Exercise requirements = Look through the data below. Collect every line where the word "point" occurs.

━━ Data records ━━

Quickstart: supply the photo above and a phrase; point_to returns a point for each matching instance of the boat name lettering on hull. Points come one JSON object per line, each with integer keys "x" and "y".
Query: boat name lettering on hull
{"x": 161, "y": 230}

━━━
━━ Data records ━━

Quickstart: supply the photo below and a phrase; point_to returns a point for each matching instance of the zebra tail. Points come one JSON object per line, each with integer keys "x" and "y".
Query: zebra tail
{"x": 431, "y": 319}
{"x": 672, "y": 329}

━━━

Exercise answer =
Quickstart: supply the photo above and a phrase; point_to returns a point for each matching instance of the boat name lettering on hull. Points come one JSON object per line, each with integer keys "x" and "y".
Quickstart: supply the photo below and a phrase; point_to returns a point for each matching instance of the zebra tail. Points come one JSON object per line, each with integer keys "x" and "y".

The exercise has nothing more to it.